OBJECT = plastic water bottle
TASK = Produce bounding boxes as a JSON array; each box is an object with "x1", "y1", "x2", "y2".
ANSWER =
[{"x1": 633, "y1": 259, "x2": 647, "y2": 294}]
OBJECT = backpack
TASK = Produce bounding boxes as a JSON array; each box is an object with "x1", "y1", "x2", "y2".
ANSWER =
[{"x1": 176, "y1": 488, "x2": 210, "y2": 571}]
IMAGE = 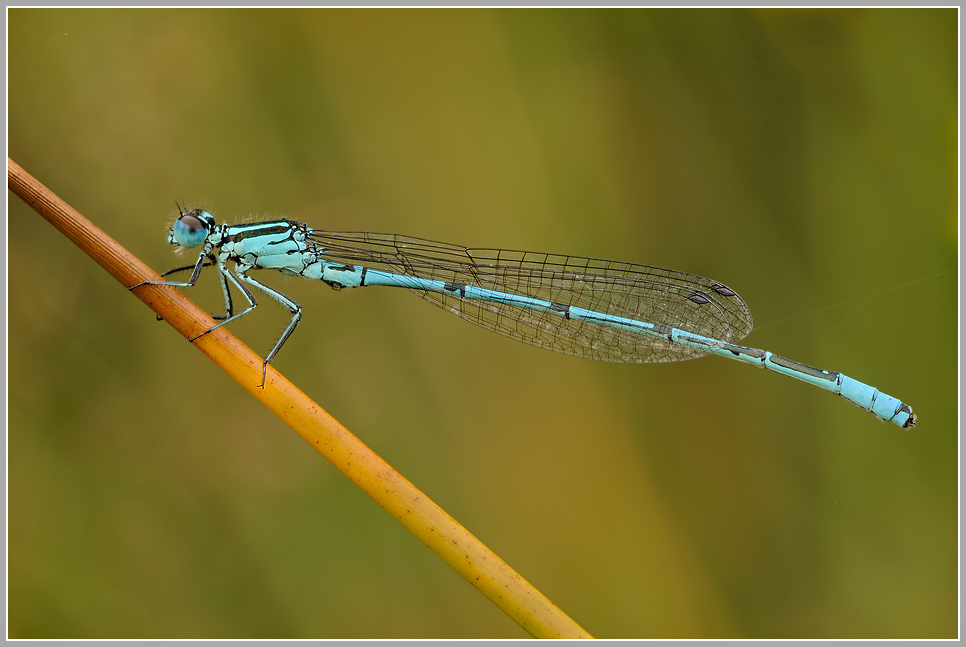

********************

Given task: Copy out every line of the data above word for word, leaving out the picture.

Result for this exercise:
OBJECT = plastic water bottle
TASK = Produce bounding boxes as a JSON array; each box is an object with "x1", "y1", "x2", "y2".
ANSWER =
[{"x1": 633, "y1": 259, "x2": 647, "y2": 294}]
OBJECT = backpack
TASK = Produce bounding boxes as a JSON array; each box is an object with "x1", "y1", "x2", "y2".
ANSWER =
[{"x1": 176, "y1": 488, "x2": 210, "y2": 571}]
IMAGE = 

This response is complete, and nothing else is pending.